▸ EXERCISE INSTRUCTIONS: Rewrite the records starting at the line containing "Where can you find the green" and ending at the last line of the records, changing "muzzle" to "snout" and keeping everything else the same.

☆ ☆ ☆ ☆ ☆ ☆ ☆

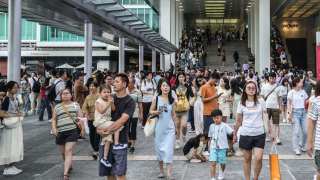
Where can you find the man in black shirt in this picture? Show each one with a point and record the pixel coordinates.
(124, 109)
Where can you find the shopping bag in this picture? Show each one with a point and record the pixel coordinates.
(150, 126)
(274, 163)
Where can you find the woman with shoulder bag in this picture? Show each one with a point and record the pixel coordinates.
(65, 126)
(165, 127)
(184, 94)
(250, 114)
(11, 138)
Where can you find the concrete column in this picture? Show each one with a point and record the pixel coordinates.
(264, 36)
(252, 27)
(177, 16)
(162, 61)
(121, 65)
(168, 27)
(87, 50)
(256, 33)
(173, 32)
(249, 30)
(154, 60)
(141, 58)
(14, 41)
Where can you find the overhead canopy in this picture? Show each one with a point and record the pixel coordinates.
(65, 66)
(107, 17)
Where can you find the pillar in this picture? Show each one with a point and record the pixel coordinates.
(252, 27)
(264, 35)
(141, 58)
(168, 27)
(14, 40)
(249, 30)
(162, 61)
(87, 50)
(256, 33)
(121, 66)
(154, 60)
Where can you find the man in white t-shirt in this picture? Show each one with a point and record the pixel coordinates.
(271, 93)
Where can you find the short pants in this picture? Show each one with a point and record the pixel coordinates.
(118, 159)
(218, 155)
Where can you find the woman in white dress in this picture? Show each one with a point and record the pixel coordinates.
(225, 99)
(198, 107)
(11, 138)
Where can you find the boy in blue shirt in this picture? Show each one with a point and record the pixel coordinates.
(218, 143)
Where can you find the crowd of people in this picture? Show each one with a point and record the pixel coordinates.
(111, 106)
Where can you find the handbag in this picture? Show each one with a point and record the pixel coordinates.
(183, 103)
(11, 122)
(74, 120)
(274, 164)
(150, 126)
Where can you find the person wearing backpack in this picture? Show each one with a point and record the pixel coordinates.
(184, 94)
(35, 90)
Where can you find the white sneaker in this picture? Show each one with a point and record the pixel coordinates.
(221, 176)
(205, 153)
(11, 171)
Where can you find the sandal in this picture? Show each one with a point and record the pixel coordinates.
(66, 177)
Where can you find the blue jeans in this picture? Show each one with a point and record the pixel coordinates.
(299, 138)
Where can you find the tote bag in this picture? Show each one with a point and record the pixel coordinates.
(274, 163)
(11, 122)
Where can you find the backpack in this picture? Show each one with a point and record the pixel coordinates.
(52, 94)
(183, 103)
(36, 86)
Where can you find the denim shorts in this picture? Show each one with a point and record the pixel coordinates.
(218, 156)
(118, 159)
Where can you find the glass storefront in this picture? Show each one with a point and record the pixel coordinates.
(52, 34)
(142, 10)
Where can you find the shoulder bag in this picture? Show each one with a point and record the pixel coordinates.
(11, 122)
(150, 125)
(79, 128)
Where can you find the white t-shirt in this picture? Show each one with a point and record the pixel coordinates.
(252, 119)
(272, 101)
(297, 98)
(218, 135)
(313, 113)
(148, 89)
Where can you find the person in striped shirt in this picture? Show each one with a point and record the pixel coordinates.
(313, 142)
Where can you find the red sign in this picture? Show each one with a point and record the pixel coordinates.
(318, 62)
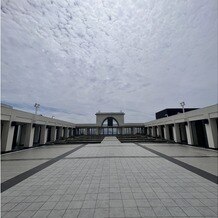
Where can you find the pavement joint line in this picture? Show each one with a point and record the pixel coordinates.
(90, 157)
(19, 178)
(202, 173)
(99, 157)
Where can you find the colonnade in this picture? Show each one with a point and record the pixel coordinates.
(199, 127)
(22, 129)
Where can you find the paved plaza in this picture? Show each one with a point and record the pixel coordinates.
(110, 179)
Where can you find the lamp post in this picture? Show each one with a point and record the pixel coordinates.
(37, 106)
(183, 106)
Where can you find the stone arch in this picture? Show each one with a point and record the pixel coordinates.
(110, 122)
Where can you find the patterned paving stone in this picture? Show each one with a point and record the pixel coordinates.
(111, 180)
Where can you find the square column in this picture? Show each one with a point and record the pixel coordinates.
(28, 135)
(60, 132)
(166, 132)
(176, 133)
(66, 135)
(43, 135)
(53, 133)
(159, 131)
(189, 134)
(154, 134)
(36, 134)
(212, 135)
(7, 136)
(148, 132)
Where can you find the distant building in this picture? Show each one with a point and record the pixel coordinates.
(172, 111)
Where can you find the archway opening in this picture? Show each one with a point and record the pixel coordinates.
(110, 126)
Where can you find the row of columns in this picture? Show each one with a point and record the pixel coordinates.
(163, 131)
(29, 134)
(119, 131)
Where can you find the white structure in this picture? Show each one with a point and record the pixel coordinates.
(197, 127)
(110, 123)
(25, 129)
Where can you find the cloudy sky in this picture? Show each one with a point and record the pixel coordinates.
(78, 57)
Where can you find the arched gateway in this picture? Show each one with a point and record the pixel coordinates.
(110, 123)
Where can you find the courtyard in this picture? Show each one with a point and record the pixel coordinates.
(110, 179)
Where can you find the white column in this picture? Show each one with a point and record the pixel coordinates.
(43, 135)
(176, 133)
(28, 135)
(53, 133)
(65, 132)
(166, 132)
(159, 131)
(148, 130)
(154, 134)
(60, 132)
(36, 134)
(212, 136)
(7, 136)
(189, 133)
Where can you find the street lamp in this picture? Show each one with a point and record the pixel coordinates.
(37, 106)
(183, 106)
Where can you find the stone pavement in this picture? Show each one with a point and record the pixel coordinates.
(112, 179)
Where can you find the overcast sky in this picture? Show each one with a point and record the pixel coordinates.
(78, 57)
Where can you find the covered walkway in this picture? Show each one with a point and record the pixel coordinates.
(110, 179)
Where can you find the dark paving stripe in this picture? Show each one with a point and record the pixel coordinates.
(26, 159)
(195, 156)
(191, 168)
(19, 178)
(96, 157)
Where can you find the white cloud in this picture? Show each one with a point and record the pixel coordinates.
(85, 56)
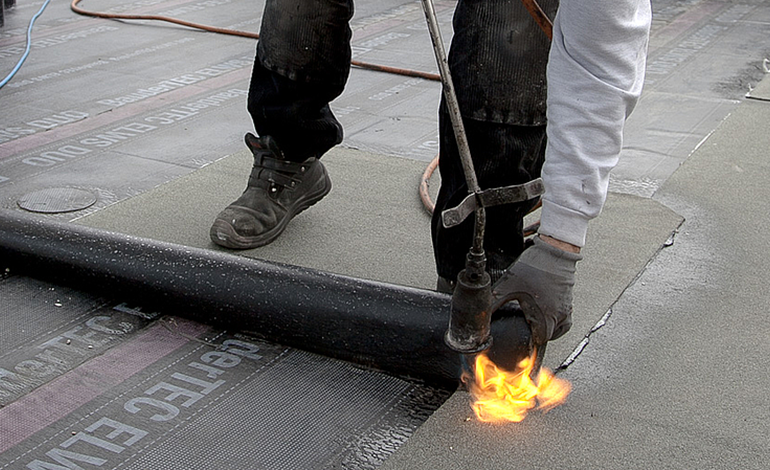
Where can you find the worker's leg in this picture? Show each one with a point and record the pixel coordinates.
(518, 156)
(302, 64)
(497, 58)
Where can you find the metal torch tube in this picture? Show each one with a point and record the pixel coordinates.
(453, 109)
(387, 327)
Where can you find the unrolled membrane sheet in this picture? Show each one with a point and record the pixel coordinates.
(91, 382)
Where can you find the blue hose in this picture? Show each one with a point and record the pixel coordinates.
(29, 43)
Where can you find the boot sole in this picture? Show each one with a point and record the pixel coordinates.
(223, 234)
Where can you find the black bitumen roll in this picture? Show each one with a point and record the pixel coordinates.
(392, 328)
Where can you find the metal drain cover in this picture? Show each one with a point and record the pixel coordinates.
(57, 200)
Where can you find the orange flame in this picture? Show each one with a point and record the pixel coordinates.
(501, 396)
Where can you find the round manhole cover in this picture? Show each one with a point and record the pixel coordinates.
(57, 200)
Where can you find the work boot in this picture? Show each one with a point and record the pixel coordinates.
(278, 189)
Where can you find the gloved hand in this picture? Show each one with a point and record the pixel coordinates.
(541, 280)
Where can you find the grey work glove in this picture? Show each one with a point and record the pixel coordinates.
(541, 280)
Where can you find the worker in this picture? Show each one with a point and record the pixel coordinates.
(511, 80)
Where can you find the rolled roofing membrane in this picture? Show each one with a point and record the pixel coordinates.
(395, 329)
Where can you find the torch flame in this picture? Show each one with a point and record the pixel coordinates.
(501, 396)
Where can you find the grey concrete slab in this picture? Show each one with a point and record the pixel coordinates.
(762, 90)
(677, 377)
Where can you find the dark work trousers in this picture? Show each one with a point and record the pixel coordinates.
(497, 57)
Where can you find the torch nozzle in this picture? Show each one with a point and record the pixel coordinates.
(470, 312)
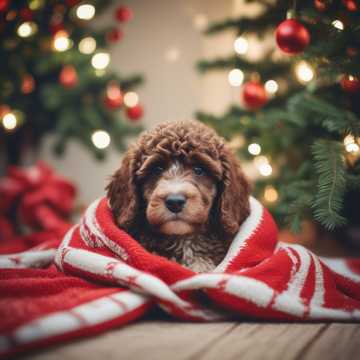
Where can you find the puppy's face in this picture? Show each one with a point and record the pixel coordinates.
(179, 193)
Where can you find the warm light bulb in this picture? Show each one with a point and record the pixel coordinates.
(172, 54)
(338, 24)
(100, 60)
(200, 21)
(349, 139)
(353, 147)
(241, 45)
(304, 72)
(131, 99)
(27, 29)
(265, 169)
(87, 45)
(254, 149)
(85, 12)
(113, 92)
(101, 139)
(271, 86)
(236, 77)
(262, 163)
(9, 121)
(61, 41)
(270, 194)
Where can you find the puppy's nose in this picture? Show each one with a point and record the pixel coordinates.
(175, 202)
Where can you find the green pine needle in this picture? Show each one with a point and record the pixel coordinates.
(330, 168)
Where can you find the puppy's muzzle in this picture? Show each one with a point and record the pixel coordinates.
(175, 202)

☆ ☆ ☆ ☆ ☆ ☆ ☆

▸ TASK SOLUTION:
Where can you find the green pine needle in this picture? Show each one with a point and record the pixel coordinates.
(330, 168)
Where can you find the puppy's snout in this picture? Show each one with a point and record the pixel coordinates.
(175, 202)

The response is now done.